Things to do ::
A. In the passage on the Commission's findings, what primary diagnosis did the discharge summary identify?
B. Continue the passage on the Commission's findings about the insurance claim, starting after its final sentence.

──────── Text excerpt

Findings of the Commission
After reviewing the documents and hearing both sides, the Commission found that the insurer’s reliance on the urinary stone sub-limit was factually and contractually untenable. The Commission noted that the discharge summary (Exhibit A4) clearly identified bulbar urethral stricture as the primary diagnosis, and the treating doctor’s certificate (Exhibit A8) confirmed that the surgery performed—VIU—was a stricture-relieving procedure and not a stone removal operation. “The Opposite Parties’ application of a urinary-stone sub-limit to a stricture-relieving VIU is arbitrary, medically unsustainable and contractually unfounded. We hold the Opposite Parties deficient in service; the plea of strict construction is unavailable where the clause is misapplied to a procedure it does not cover,” the Commission held.
The Bench applied the principle of contra proferentem, observing that ambiguities in insurance contracts must be interpreted in favour of the insured and against the drafter (the insurer). It relied on the Supreme Court’s decision in United India Insurance Co. Ltd. v. Pushpalaya Printers (2004 KHC 795) and the Kerala High Court’s ruling in M/s Benz Automobiles Ltd. v. P.D. Thomas (2008 (3) KHC 846).
Violation of the Right to Life
The Commission further cited the Kerala High Court’s decision in Dr. A.M. Muraleedharan v. The Senior Divisional Manager, LIC, reiterating that denial of legitimate medical claims amounts to violation of the right to life under Article 21 of the Constitution. “Insurance is a contract of utmost good faith, and the duty of fairness lies equally on the insurer,” the Commission emphasized, adding that repudiating genuine claims on narrow technical grounds “undermines public trust” in the insurance system.

────────────────
──────── Data extract

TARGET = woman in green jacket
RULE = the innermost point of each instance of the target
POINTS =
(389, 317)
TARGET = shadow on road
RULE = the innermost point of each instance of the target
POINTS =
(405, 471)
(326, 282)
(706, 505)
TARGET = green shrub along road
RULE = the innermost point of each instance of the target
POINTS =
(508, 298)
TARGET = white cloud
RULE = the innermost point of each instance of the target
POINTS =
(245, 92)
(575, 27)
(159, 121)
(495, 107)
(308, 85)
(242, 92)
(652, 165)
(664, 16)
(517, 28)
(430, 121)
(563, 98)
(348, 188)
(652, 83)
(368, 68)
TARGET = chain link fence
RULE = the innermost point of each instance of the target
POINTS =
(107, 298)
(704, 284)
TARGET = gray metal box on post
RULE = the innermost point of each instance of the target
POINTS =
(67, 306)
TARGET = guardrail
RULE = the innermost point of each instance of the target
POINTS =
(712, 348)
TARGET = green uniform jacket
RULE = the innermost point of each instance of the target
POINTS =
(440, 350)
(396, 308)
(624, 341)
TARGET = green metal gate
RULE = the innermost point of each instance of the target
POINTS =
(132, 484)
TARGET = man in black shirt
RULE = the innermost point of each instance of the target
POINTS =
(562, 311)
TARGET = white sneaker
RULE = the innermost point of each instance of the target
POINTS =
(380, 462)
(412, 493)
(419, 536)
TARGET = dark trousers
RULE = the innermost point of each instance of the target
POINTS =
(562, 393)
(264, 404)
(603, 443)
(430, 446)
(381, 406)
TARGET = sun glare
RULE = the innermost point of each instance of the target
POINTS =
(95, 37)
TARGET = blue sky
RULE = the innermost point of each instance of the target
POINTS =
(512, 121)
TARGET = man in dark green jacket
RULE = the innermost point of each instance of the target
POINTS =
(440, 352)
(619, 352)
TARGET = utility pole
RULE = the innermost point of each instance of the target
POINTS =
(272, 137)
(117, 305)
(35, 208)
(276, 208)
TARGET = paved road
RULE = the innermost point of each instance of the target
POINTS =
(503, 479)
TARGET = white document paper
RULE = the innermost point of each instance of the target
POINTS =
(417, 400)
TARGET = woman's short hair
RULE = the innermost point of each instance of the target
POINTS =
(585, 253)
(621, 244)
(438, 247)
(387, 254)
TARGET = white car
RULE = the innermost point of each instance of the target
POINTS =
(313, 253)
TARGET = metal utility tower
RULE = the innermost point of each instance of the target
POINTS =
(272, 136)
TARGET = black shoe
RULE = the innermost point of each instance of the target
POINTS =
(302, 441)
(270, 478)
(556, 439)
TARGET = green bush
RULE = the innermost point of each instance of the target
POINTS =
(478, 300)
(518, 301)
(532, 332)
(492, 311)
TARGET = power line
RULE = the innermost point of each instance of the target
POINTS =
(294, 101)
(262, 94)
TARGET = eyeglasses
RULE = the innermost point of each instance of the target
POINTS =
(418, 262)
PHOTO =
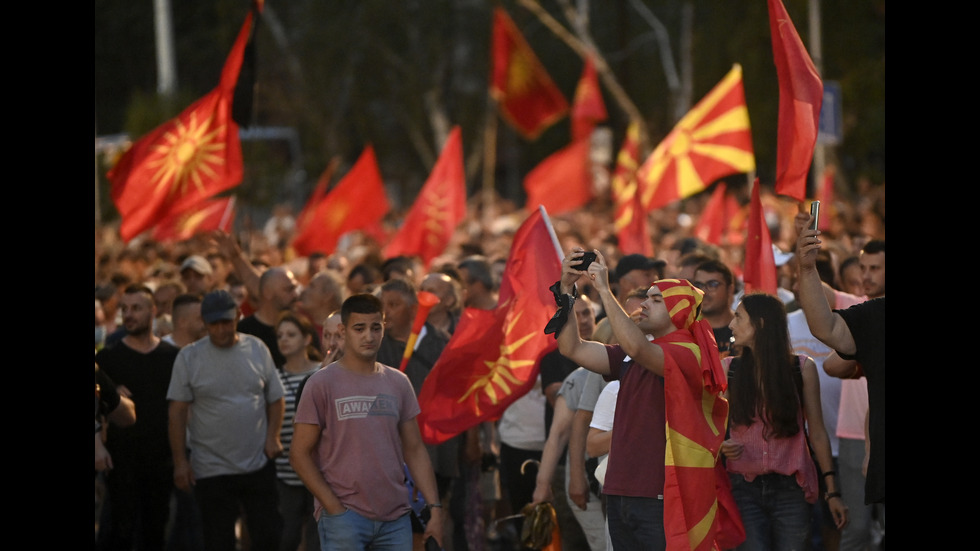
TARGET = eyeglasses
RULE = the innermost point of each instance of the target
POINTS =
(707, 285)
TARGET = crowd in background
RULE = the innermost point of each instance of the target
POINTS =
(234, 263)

────────────────
──────── Data extract

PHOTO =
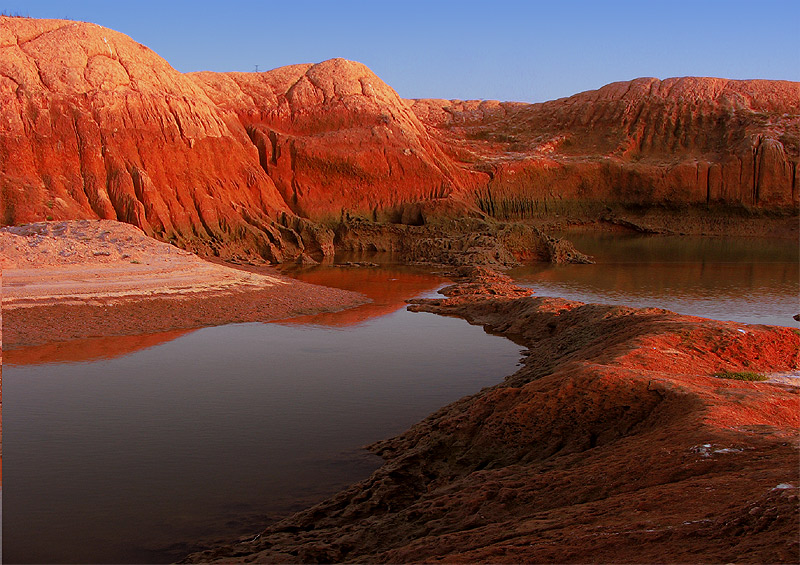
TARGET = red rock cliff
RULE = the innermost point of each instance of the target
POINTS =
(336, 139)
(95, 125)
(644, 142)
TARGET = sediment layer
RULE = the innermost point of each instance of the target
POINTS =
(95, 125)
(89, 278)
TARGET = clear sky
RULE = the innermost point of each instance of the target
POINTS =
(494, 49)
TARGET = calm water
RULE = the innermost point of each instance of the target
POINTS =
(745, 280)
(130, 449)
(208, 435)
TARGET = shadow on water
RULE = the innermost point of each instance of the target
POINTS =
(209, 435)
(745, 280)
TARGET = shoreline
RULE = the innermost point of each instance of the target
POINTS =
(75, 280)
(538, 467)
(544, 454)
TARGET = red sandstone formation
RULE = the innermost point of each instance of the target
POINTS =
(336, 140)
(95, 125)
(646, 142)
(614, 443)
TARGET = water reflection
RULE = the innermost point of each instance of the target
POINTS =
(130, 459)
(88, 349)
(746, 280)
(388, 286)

────────────────

Answers given ::
A. Bulbar urethral stricture.

B.
‘Insurance Is A Safety Net, Not Another Hurdle’
In a strongly worded observation, the Commission condemned the insurer’s mechanical and insensitive claim handling, highlighting the human aspect of the dispute: “We cannot ignore the human reality behind this file: the Complainant sought urgent treatment for a painful, intimate condition and, while recovering, was drawn into a technical dispute about sub-limits that did not match the surgery actually performed. An insurance policy is meant to be a safety net in those anxious hours—not another hurdle.” The Bench added that the insurer’s “narrow reading that cherry-picked an incidental reference to calculus” caused avoidable distress and mental agony, and that consumer protection is about restoring fairness and ensuring claim assessments are accurate, humane, and faithful to medical evidence.
Final Directions
The Commission allowed the complaint, holding the insurer jointly and severally liable and issued the following directions:
To pay the balance sum of ₹36,553 with 9% interest per annum from December 18, 2024, until realization.
To pay ₹25,000 as compensation for mental agony, inconvenience, and harassment.
To pay ₹5,000 towards cost of proceedings.
All payments are to be made within 45 days, failing which the compensation amount shall carry interest at 9% per annum from March 10, 2025 (date of filing) until full realization.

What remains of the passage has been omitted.